Depuis deux ans, l'orgue Callinet de Lutter est en réparation dans la manufacture d'orgues Hubert Brayé, à Mortzwiller. A présent, la restauration touche à sa fin. L'orgue retrouve peu à peu sa place au sein de la petite église.
"Là, je suis en train d'installer les postages de plomb, c'est-à-dire les conduits qui enverront de l'air dans les tuyaux, ce qui provoque le son", explique Jean-Bernard Dieterich. Le facteur d'orgues tente de vulgariser le jargon technique qu'il utilise d'habitude. En effet, l'orgue est un instrument tout à fait spécifique avec un fonctionnement plutôt complexe. Mais ce qui impressionne, c'est surtout la taille de l'instrument, ainsi que sa sonorité singulière. Ou plutôt SES sonorités. "On installe différents jeux. Lorsque l'oganiste sélectionne un jeu, comme par exemple la viole ou le bourdon, cela enclenche une série de tuyaux qui forment le même son. Ainsi, le musicien peut choisir un seul jeu ou plusieurs, en fonction du morceau qu'il joue ou de son humeur, tout simplement !", explique Hubert Brayé, facteur d'orgues.Pour le moment, deux jeux ont été remis en fonction sur l'orgue Callinet de l'église Saint-Léger. Bientôt, les tuyaux retrouveront chacun leur place. Cette nouvelle jeunesse, l'orgue Callinet la doit à un groupe d'habitants de Lutter. En 2005, ils ont créé une association pour sa rénovation. Depuis, ils organisent chaque année des repas et des concerts dans le but de lever des fonds. Ils ont même lancé un parrainage de tuyaux. "Sur les 1.200 tuyaux que compte l'orgue, 200 sont neufs. Nous proposons à ceux qui le souhaitent de donner entre 30€ et 300€, en fonction de la taille du tuyau qu'ils choisissent, et de graver leur nom dessus", énonce Patrick Kessler, bénévole de l'association.
Si l'association a tout mis en oeuvre pour sauver l'orgue de son village, c'est parce qu'elle a une histoire particiculière. En 1844, alors que Joseph Callinet était en pleine fabrication de son orgue, son confrère Aristide Cavaillé-Coll est venu jusqu'à Lutter pour le trouver. "Il faut bien s'imaginer qu'à l'époque, les routes étaient très mauvaises. Cavaillé-Coll s'est d'abord rendu de Paris à Colmar pour visiter Joseph Callinet. On lui a alors indiqué qu'il était à Lutter. Il a continué son périple jusqu'ici et s'est étonné du peu de maisons qui s'y trouvent. Comment Callinet pouvait-il bien vouloir construire un orgue dans un si petit village ? Il n'en croyait pas ses yeux !" raconte Bernadette Doll, bénévole.

----

CONSIGNE :: D'après le texte sur l'orgue Callinet de Lutter, pourquoi l'association a-t-elle tout mis en œuvre pour sauver l'orgue du village ? Répondez en une à trois phrases.

----

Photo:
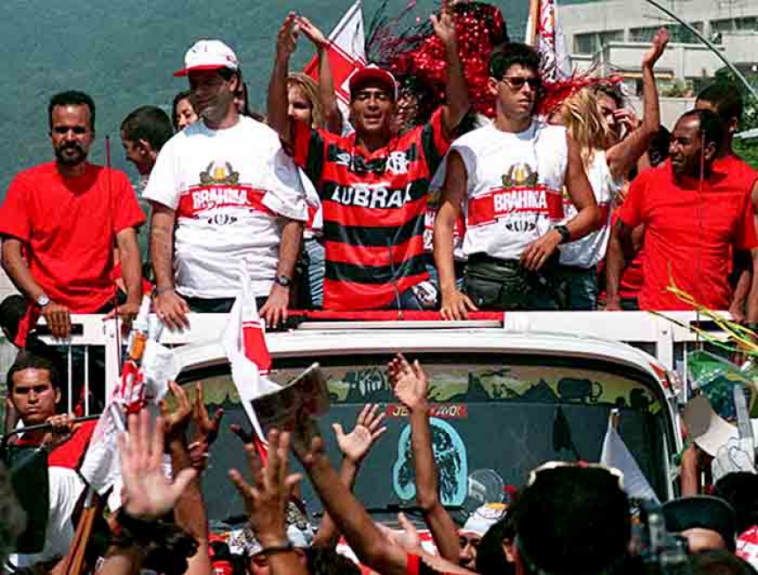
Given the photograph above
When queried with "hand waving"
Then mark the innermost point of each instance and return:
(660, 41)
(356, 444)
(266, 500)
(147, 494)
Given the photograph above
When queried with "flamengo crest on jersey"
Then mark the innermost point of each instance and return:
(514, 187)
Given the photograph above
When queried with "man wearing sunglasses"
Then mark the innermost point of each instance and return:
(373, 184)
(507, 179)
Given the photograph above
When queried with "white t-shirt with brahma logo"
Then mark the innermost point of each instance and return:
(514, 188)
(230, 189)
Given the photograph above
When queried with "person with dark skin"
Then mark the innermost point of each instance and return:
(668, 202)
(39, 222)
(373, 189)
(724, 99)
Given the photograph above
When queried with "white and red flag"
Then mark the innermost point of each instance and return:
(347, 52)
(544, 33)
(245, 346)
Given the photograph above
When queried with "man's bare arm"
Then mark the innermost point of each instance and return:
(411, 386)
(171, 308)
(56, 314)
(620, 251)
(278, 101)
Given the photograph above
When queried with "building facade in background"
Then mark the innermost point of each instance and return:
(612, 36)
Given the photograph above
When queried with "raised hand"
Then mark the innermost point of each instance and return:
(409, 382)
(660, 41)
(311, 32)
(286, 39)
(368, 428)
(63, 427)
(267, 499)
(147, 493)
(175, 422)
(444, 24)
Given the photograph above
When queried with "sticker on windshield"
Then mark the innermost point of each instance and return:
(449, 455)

----

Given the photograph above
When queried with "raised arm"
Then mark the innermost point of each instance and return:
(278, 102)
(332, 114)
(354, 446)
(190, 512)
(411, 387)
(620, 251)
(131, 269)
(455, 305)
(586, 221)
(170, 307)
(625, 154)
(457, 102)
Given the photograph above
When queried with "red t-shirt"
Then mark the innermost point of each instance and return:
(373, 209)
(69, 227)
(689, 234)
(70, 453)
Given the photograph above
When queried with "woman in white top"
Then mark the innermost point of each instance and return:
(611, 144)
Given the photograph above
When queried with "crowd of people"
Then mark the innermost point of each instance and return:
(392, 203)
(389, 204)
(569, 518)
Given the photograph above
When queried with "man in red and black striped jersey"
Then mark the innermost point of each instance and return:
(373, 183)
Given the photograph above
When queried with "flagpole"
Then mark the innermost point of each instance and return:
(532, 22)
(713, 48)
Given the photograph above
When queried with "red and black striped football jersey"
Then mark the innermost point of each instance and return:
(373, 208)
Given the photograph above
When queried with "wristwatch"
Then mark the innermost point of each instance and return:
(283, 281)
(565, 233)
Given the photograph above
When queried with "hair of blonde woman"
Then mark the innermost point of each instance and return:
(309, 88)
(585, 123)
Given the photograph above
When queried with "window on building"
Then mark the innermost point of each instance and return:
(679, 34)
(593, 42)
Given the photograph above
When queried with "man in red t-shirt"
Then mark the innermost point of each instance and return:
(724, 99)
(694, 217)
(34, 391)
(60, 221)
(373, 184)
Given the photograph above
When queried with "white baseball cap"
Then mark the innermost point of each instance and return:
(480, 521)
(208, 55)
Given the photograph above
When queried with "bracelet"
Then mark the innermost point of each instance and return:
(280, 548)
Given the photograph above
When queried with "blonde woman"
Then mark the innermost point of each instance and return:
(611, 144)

----

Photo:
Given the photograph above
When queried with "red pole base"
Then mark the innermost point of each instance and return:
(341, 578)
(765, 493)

----

RÉPONSE :: L'association s'est mobilisée parce que l'orgue a une histoire particulière. En 1844, alors que Joseph Callinet le fabriquait, son confrère Aristide Cavaillé-Coll est venu de Paris jusqu'à Lutter, en passant par Colmar, pour le trouver. Il s'est étonné qu'un orgue soit construit dans un si petit village.